> GOAL OF THE EXERCISE: Copy every one of the following records line for line, without changing a single character.

> INFORMATION GIVEN:
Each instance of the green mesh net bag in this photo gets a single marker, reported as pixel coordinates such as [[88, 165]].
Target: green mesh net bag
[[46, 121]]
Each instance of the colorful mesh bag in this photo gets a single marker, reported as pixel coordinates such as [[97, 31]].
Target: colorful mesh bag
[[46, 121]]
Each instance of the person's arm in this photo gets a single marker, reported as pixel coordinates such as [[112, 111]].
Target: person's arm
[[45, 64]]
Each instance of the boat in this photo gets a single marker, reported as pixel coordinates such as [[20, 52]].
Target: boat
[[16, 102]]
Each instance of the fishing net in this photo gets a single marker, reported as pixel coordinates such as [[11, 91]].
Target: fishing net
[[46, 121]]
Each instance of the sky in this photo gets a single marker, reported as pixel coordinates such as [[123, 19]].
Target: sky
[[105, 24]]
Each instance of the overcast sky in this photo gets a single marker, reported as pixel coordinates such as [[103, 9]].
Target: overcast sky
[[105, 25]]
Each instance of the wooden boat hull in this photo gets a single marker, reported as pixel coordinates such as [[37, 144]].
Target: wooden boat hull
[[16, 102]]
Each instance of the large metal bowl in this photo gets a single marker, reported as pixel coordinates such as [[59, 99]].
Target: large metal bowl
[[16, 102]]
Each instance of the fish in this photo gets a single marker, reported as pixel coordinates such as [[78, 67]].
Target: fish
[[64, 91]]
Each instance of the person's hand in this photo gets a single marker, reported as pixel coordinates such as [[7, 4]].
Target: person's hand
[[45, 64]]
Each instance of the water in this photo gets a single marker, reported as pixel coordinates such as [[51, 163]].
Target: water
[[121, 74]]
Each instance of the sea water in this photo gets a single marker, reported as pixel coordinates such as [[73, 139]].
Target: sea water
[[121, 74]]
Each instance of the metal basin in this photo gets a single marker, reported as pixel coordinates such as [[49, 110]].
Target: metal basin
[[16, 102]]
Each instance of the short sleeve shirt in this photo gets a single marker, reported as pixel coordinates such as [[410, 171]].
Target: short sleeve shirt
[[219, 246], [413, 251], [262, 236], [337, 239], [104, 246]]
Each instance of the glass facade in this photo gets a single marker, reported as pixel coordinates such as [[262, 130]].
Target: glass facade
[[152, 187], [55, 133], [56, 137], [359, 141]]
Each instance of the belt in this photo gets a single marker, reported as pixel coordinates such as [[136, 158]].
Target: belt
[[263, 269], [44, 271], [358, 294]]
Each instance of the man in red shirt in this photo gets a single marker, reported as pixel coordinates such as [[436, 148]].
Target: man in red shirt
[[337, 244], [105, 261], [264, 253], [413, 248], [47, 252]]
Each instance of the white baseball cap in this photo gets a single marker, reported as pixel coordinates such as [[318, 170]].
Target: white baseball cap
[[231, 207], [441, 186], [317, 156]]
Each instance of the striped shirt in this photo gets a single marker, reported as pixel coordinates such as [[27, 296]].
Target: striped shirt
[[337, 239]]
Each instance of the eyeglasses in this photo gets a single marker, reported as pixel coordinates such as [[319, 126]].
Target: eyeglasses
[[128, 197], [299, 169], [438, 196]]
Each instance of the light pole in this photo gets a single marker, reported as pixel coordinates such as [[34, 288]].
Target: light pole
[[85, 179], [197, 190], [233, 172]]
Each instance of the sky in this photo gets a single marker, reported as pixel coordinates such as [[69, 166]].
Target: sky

> TASK RESPONSE:
Each instance of the green mesh net bag in this photo gets a single marker, reported as pixel coordinates such as [[88, 165]].
Target: green mesh net bag
[[46, 121]]
Each instance of the colorful mesh bag in this photo gets a single marker, reported as pixel coordinates such as [[97, 31]].
Target: colorful mesh bag
[[46, 121]]
Each instance of the person's arm in this photo gets a single marker, reported as pixel coordinates such as [[112, 111]].
Target: person's arm
[[45, 64]]
Each instance of the boat in this photo gets a single marker, reported as pixel coordinates such as [[20, 52]].
Target: boat
[[16, 102]]
Each instance of the fishing net in this photo gets a single marker, reported as pixel coordinates such as [[11, 91]].
Target: fishing net
[[46, 121]]
Each instance of the sky in this photo gets a single marker, reported as pixel coordinates such as [[123, 19]].
Target: sky
[[105, 24]]
Each instance of the overcast sky in this photo gets a single marker, reported as pixel coordinates such as [[103, 9]].
Target: overcast sky
[[105, 25]]
Each instance of the wooden boat hull in this photo gets a single marker, reported as pixel coordinates such as [[37, 144]].
Target: wooden boat hull
[[16, 102]]
Each instance of the large metal bowl in this photo gets a single marker, reported as pixel coordinates such as [[59, 99]].
Target: large metal bowl
[[16, 102]]
Each instance of the fish in this photo gets a single marker, reported as pixel coordinates such as [[78, 67]].
Target: fish
[[64, 91]]
Each instance of the person's hand in this photo gets a single marker, reported as pixel coordinates such as [[7, 4]].
Target: person's hand
[[45, 64]]
Each instance of the water in this photo gets a single marker, reported as pixel coordinates such as [[51, 163]].
Target: water
[[121, 74]]
Each instance of the sea water in this photo gets a single marker, reported as pixel coordinates such as [[73, 139]].
Target: sea water
[[121, 74]]
Each instance of the metal basin in this photo gets a single marker, reported as pixel coordinates such as [[49, 110]].
Target: metal basin
[[16, 102]]
Each instance of the short sleeve shirt in this photo gets a single marker, reported as pixel coordinates such as [[410, 171]].
Target: short sleeve shirt
[[219, 246], [413, 251], [262, 236], [337, 239], [104, 246]]
Each instance of the glass facade in this photo gets a single marker, reported as pixel coordinates such as [[262, 130]].
Target: glass facade
[[152, 187], [55, 133], [56, 137], [359, 141]]
Each instance of the belt in this photo gets a single marker, reported as pixel coordinates such as [[136, 158]].
Target: belt
[[263, 269], [44, 271], [358, 294]]
Each instance of the man in red shirt in this photo gets a single marker, reported as pixel coordinates such as [[436, 148]].
Target: man in red shirt
[[337, 244], [105, 261], [264, 253], [413, 248], [47, 252]]
Each instance of the white baseball cap in this photo gets a single marker, reported as pixel coordinates such as [[318, 170]].
Target: white baseball cap
[[231, 207], [441, 186], [317, 156]]
Each instance of the striped shirt in this photo gets a single marker, reported as pixel coordinates such as [[27, 296]].
Target: striped shirt
[[337, 239]]
Each instance of the eyeglasses in this photo gets a single marker, reported as pixel coordinates such as [[319, 126]].
Target: eyeglasses
[[128, 197], [299, 169], [438, 196]]
Each instance of the light pole in this photo gets a single marker, reported as pixel coordinates such as [[34, 288]].
Target: light pole
[[85, 179], [197, 190], [233, 172]]
Each instance of the sky in this photo gets a single marker, reported as pixel coordinates such as [[69, 166]].
Target: sky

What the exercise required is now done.